* TASK DIRECTIONS: The word "sunflower" appears in some lines of the records below; state how many lines, and nothing else.

··· DATA FOR ANALYSIS ···

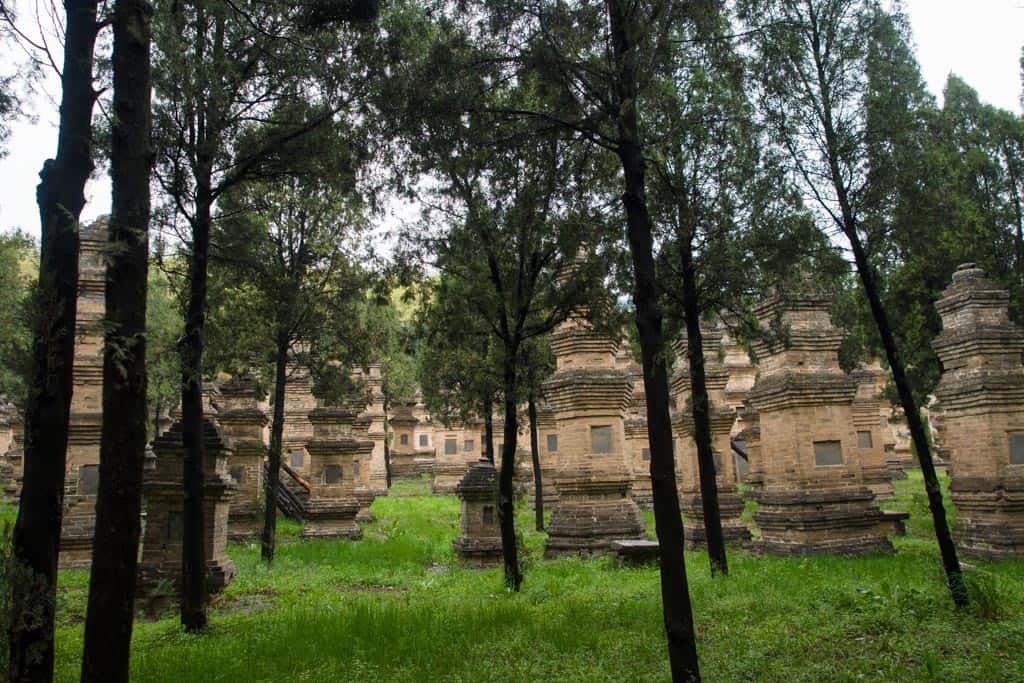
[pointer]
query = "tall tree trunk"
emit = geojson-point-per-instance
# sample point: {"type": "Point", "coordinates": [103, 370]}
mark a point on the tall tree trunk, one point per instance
{"type": "Point", "coordinates": [194, 596]}
{"type": "Point", "coordinates": [535, 452]}
{"type": "Point", "coordinates": [488, 428]}
{"type": "Point", "coordinates": [268, 539]}
{"type": "Point", "coordinates": [506, 507]}
{"type": "Point", "coordinates": [701, 414]}
{"type": "Point", "coordinates": [119, 502]}
{"type": "Point", "coordinates": [950, 562]}
{"type": "Point", "coordinates": [387, 444]}
{"type": "Point", "coordinates": [668, 522]}
{"type": "Point", "coordinates": [60, 196]}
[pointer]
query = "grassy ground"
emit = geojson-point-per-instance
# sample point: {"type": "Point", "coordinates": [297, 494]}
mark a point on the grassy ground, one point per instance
{"type": "Point", "coordinates": [396, 606]}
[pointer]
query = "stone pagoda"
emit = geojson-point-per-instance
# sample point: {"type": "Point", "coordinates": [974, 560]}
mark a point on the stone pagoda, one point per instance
{"type": "Point", "coordinates": [376, 432]}
{"type": "Point", "coordinates": [637, 446]}
{"type": "Point", "coordinates": [244, 421]}
{"type": "Point", "coordinates": [82, 474]}
{"type": "Point", "coordinates": [332, 506]}
{"type": "Point", "coordinates": [589, 396]}
{"type": "Point", "coordinates": [402, 445]}
{"type": "Point", "coordinates": [721, 416]}
{"type": "Point", "coordinates": [982, 394]}
{"type": "Point", "coordinates": [299, 401]}
{"type": "Point", "coordinates": [872, 429]}
{"type": "Point", "coordinates": [812, 497]}
{"type": "Point", "coordinates": [479, 543]}
{"type": "Point", "coordinates": [456, 454]}
{"type": "Point", "coordinates": [161, 561]}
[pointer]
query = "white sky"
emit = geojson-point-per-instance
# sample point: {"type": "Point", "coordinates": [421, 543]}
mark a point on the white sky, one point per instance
{"type": "Point", "coordinates": [979, 40]}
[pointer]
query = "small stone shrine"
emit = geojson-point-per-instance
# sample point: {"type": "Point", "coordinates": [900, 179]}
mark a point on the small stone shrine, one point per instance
{"type": "Point", "coordinates": [589, 396]}
{"type": "Point", "coordinates": [299, 400]}
{"type": "Point", "coordinates": [982, 394]}
{"type": "Point", "coordinates": [730, 505]}
{"type": "Point", "coordinates": [82, 474]}
{"type": "Point", "coordinates": [161, 560]}
{"type": "Point", "coordinates": [812, 497]}
{"type": "Point", "coordinates": [479, 543]}
{"type": "Point", "coordinates": [332, 506]}
{"type": "Point", "coordinates": [244, 422]}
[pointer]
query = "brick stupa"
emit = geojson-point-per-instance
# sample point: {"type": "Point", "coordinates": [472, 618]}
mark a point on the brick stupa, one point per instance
{"type": "Point", "coordinates": [589, 396]}
{"type": "Point", "coordinates": [161, 560]}
{"type": "Point", "coordinates": [479, 543]}
{"type": "Point", "coordinates": [332, 507]}
{"type": "Point", "coordinates": [721, 417]}
{"type": "Point", "coordinates": [982, 394]}
{"type": "Point", "coordinates": [244, 421]}
{"type": "Point", "coordinates": [812, 497]}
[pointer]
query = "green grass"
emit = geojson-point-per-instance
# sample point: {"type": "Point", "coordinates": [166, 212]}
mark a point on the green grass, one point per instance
{"type": "Point", "coordinates": [396, 606]}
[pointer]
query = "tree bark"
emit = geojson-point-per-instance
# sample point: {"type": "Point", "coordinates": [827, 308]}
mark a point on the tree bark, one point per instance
{"type": "Point", "coordinates": [119, 503]}
{"type": "Point", "coordinates": [194, 596]}
{"type": "Point", "coordinates": [701, 415]}
{"type": "Point", "coordinates": [506, 506]}
{"type": "Point", "coordinates": [60, 198]}
{"type": "Point", "coordinates": [268, 539]}
{"type": "Point", "coordinates": [535, 452]}
{"type": "Point", "coordinates": [488, 428]}
{"type": "Point", "coordinates": [668, 521]}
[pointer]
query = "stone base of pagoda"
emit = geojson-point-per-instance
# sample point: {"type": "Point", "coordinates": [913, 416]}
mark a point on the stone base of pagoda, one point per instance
{"type": "Point", "coordinates": [730, 507]}
{"type": "Point", "coordinates": [480, 552]}
{"type": "Point", "coordinates": [844, 521]}
{"type": "Point", "coordinates": [245, 521]}
{"type": "Point", "coordinates": [989, 517]}
{"type": "Point", "coordinates": [880, 481]}
{"type": "Point", "coordinates": [332, 518]}
{"type": "Point", "coordinates": [366, 498]}
{"type": "Point", "coordinates": [590, 514]}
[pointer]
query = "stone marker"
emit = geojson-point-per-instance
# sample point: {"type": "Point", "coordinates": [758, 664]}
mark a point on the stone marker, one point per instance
{"type": "Point", "coordinates": [161, 561]}
{"type": "Point", "coordinates": [479, 543]}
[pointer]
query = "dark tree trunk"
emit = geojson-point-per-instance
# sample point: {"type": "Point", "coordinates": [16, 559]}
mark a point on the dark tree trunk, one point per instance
{"type": "Point", "coordinates": [60, 198]}
{"type": "Point", "coordinates": [506, 507]}
{"type": "Point", "coordinates": [194, 596]}
{"type": "Point", "coordinates": [387, 445]}
{"type": "Point", "coordinates": [701, 414]}
{"type": "Point", "coordinates": [535, 452]}
{"type": "Point", "coordinates": [668, 521]}
{"type": "Point", "coordinates": [488, 428]}
{"type": "Point", "coordinates": [268, 539]}
{"type": "Point", "coordinates": [119, 503]}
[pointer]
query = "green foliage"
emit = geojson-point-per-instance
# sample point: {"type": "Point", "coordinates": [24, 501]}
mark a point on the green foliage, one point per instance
{"type": "Point", "coordinates": [17, 259]}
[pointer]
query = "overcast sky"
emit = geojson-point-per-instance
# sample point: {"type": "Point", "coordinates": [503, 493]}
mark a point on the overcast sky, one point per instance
{"type": "Point", "coordinates": [979, 40]}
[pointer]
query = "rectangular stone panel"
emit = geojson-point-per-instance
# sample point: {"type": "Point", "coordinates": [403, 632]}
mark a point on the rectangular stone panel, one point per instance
{"type": "Point", "coordinates": [827, 454]}
{"type": "Point", "coordinates": [600, 439]}
{"type": "Point", "coordinates": [1017, 449]}
{"type": "Point", "coordinates": [88, 479]}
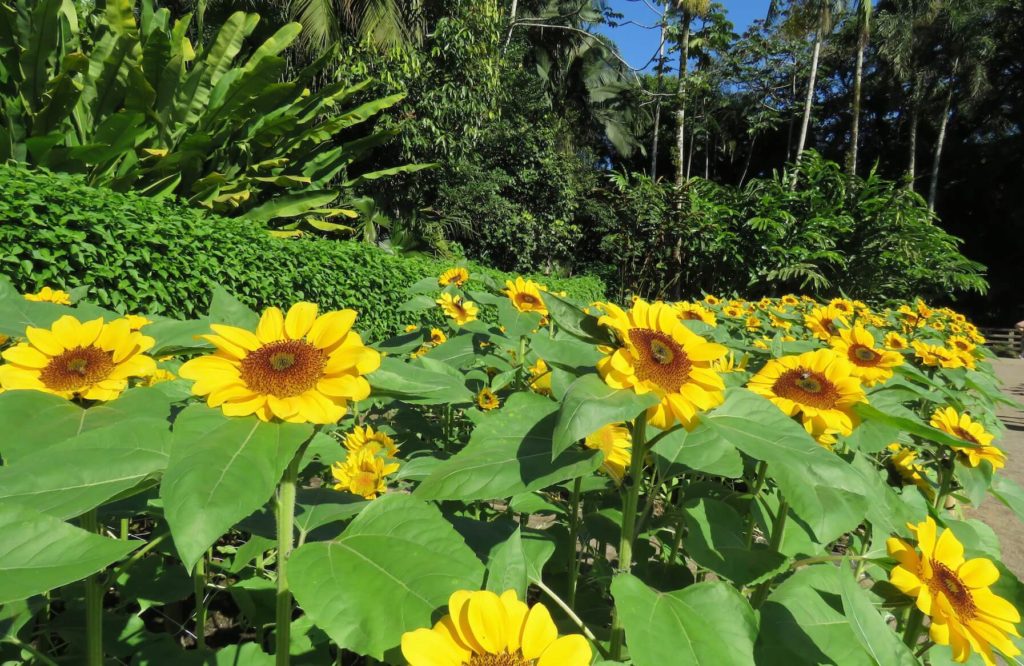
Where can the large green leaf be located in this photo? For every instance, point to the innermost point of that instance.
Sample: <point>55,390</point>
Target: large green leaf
<point>33,420</point>
<point>590,404</point>
<point>39,552</point>
<point>415,384</point>
<point>706,623</point>
<point>221,469</point>
<point>508,453</point>
<point>815,618</point>
<point>716,539</point>
<point>822,489</point>
<point>391,571</point>
<point>80,473</point>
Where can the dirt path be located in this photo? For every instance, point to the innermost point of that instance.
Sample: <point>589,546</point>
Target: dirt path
<point>1007,526</point>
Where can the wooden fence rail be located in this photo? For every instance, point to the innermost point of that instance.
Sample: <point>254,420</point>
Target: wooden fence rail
<point>1010,338</point>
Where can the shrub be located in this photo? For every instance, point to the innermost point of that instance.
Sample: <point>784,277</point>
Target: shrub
<point>140,254</point>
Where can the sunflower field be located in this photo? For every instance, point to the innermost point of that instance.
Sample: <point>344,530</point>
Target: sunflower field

···

* TASK RESPONSE: 2